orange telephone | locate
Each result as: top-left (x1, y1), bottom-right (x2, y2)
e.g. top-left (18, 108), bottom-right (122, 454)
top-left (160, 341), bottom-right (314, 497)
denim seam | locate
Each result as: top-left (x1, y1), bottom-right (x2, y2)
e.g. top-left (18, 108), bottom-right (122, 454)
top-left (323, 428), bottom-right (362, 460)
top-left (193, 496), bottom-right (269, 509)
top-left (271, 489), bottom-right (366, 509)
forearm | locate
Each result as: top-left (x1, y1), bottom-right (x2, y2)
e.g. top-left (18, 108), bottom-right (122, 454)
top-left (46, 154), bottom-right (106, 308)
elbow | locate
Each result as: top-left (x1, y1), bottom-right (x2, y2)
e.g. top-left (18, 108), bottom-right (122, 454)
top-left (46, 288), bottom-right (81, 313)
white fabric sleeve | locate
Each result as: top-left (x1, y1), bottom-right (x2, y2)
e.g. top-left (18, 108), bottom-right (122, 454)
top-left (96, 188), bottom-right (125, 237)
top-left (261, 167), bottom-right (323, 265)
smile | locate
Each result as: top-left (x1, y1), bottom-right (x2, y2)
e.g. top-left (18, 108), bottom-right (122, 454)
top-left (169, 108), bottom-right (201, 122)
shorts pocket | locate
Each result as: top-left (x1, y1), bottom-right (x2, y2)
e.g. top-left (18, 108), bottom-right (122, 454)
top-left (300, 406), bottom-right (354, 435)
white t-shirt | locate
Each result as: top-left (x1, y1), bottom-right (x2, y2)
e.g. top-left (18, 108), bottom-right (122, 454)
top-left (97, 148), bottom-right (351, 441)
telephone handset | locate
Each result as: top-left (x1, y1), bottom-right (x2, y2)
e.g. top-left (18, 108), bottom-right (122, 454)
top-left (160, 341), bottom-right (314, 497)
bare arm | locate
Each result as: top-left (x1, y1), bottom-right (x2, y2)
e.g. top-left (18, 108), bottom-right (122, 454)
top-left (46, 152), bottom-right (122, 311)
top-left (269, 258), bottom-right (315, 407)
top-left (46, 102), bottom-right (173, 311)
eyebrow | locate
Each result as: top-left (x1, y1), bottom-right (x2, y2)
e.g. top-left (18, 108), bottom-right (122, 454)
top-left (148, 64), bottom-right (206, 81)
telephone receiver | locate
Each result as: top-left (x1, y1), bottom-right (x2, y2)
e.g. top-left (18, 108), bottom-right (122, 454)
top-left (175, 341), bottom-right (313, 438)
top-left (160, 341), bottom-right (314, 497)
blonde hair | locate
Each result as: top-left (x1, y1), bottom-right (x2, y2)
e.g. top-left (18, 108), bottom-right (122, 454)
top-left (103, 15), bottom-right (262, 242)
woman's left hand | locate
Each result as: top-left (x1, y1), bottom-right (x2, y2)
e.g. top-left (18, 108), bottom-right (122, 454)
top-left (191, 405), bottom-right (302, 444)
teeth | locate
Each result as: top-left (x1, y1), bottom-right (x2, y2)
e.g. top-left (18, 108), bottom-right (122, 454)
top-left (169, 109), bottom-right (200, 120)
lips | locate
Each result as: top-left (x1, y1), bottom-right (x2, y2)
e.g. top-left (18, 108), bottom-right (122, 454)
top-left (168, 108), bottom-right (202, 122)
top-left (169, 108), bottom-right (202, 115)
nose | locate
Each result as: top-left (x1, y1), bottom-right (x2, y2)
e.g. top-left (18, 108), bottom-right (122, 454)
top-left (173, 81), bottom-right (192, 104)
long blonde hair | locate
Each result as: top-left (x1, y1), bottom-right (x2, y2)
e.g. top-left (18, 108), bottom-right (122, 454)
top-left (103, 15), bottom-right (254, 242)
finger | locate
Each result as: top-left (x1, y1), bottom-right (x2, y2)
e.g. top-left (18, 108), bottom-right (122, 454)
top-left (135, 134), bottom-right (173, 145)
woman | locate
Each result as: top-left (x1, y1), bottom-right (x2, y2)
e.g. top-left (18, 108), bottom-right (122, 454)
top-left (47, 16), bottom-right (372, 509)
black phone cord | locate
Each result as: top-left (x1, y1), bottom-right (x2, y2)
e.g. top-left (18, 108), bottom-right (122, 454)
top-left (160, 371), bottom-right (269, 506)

++++++++++++++++++++

Update the lines from the one containing "telephone receiver | locate" through the one containing "top-left (169, 109), bottom-right (200, 120)", inclusive, so that "blonde" reads "golden"; leave everything else as it stands.

* [Result of this task]
telephone receiver | locate
Each result as: top-left (x1, y1), bottom-right (x2, y2)
e.g. top-left (18, 108), bottom-right (122, 454)
top-left (175, 341), bottom-right (313, 438)
top-left (160, 341), bottom-right (314, 497)
golden hair | locate
Each result as: top-left (x1, y1), bottom-right (x2, y2)
e.g. top-left (18, 108), bottom-right (122, 454)
top-left (103, 15), bottom-right (262, 242)
woman's left hand | locate
Each result as: top-left (x1, y1), bottom-right (x2, y2)
e.g. top-left (18, 108), bottom-right (122, 454)
top-left (191, 405), bottom-right (302, 444)
teeth | locate
Each result as: top-left (x1, y1), bottom-right (x2, y2)
e.g. top-left (18, 108), bottom-right (122, 454)
top-left (169, 109), bottom-right (200, 120)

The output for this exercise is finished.